*Data excerpts:*

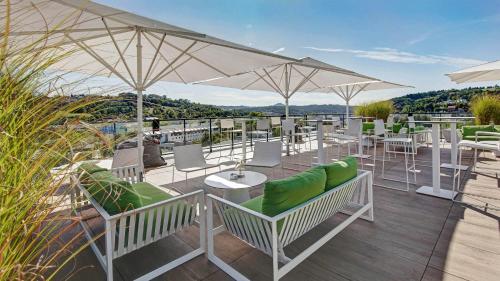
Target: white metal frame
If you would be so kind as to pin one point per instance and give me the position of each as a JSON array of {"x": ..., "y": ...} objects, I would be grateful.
[
  {"x": 475, "y": 146},
  {"x": 118, "y": 226},
  {"x": 354, "y": 198}
]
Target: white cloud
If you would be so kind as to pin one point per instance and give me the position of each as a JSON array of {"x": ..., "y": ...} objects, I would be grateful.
[
  {"x": 395, "y": 55},
  {"x": 279, "y": 50}
]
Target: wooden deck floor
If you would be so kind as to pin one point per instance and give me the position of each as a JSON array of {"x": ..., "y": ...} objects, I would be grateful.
[{"x": 414, "y": 237}]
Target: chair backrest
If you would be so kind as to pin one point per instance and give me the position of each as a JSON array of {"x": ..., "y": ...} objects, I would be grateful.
[
  {"x": 125, "y": 157},
  {"x": 188, "y": 156},
  {"x": 411, "y": 122},
  {"x": 276, "y": 121},
  {"x": 379, "y": 127},
  {"x": 226, "y": 123},
  {"x": 263, "y": 124},
  {"x": 267, "y": 152},
  {"x": 390, "y": 120},
  {"x": 288, "y": 126},
  {"x": 355, "y": 128}
]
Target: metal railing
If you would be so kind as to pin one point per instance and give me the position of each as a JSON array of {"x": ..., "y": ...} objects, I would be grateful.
[{"x": 206, "y": 130}]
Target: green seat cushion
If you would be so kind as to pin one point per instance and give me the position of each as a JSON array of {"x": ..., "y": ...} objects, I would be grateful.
[
  {"x": 368, "y": 126},
  {"x": 150, "y": 194},
  {"x": 254, "y": 204},
  {"x": 113, "y": 194},
  {"x": 468, "y": 131},
  {"x": 481, "y": 138},
  {"x": 417, "y": 129},
  {"x": 396, "y": 127},
  {"x": 341, "y": 171},
  {"x": 86, "y": 169},
  {"x": 284, "y": 194}
]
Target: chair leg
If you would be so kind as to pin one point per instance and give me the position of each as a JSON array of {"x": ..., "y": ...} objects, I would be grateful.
[{"x": 406, "y": 150}]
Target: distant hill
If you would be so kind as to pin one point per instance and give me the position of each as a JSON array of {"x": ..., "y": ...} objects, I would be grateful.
[
  {"x": 442, "y": 100},
  {"x": 123, "y": 107}
]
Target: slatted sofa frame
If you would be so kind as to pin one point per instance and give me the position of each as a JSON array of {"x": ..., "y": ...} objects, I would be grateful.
[
  {"x": 120, "y": 241},
  {"x": 354, "y": 198}
]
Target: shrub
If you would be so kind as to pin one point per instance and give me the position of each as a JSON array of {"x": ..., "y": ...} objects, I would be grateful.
[
  {"x": 486, "y": 109},
  {"x": 39, "y": 130},
  {"x": 379, "y": 110}
]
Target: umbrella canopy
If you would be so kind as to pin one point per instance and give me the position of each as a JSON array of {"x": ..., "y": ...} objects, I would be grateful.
[
  {"x": 485, "y": 72},
  {"x": 104, "y": 41},
  {"x": 348, "y": 91},
  {"x": 286, "y": 79}
]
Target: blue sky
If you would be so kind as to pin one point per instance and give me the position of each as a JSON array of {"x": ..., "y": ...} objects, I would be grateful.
[{"x": 408, "y": 42}]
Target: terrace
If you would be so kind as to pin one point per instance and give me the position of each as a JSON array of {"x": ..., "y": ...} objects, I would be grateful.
[{"x": 413, "y": 237}]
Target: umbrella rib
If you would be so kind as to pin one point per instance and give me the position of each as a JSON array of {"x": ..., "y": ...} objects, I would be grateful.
[
  {"x": 277, "y": 88},
  {"x": 126, "y": 48},
  {"x": 260, "y": 78},
  {"x": 119, "y": 51},
  {"x": 164, "y": 72},
  {"x": 194, "y": 57},
  {"x": 303, "y": 75},
  {"x": 97, "y": 57},
  {"x": 163, "y": 57},
  {"x": 360, "y": 90},
  {"x": 155, "y": 56},
  {"x": 305, "y": 80}
]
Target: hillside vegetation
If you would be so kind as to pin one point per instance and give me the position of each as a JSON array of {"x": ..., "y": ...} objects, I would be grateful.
[
  {"x": 123, "y": 107},
  {"x": 437, "y": 101}
]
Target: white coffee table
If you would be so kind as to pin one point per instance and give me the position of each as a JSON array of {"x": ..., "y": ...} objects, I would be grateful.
[{"x": 235, "y": 190}]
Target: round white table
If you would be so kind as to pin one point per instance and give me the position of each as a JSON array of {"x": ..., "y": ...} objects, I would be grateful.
[{"x": 235, "y": 190}]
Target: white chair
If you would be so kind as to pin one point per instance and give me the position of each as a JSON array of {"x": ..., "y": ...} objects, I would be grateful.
[
  {"x": 125, "y": 157},
  {"x": 189, "y": 158},
  {"x": 407, "y": 145},
  {"x": 276, "y": 123},
  {"x": 352, "y": 134},
  {"x": 266, "y": 154},
  {"x": 493, "y": 146},
  {"x": 227, "y": 126},
  {"x": 131, "y": 230},
  {"x": 262, "y": 129}
]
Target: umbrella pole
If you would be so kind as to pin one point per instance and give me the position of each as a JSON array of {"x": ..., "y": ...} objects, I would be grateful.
[{"x": 140, "y": 118}]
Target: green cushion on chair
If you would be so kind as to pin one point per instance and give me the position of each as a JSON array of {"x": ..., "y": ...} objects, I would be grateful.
[
  {"x": 113, "y": 194},
  {"x": 284, "y": 194},
  {"x": 469, "y": 132},
  {"x": 340, "y": 171},
  {"x": 86, "y": 169},
  {"x": 254, "y": 204},
  {"x": 150, "y": 194},
  {"x": 396, "y": 127},
  {"x": 368, "y": 126}
]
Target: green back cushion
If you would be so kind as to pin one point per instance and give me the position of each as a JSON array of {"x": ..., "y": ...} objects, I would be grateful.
[
  {"x": 469, "y": 131},
  {"x": 113, "y": 194},
  {"x": 284, "y": 194},
  {"x": 368, "y": 126},
  {"x": 86, "y": 169},
  {"x": 339, "y": 172}
]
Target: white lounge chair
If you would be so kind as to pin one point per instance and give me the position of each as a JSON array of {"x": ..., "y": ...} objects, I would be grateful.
[
  {"x": 272, "y": 234},
  {"x": 133, "y": 229},
  {"x": 189, "y": 158},
  {"x": 492, "y": 146},
  {"x": 266, "y": 154}
]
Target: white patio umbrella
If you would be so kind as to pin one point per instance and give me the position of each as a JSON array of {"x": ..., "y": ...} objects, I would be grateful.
[
  {"x": 109, "y": 42},
  {"x": 286, "y": 79},
  {"x": 484, "y": 72},
  {"x": 348, "y": 91}
]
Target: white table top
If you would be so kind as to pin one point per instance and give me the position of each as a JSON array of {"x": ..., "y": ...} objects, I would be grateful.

*What you will do:*
Edit everything from the line containing "Target: white patio umbrella" down to the end of the rows, replacing "umbrella" with "parasol" and leaving all else unchanged.

*Answer:*
Target: white patio parasol
If you would be so kind as to pin one point per instance and give me the position of each as a JSON array of {"x": ..., "y": ...} objects, I would be grateful.
[
  {"x": 109, "y": 42},
  {"x": 286, "y": 79},
  {"x": 484, "y": 72},
  {"x": 348, "y": 91}
]
Target: white table top
If you would be so kind as to pin one point per instance and give me the position of each as a JSON array of {"x": ..., "y": ...} objects, I would be grateful.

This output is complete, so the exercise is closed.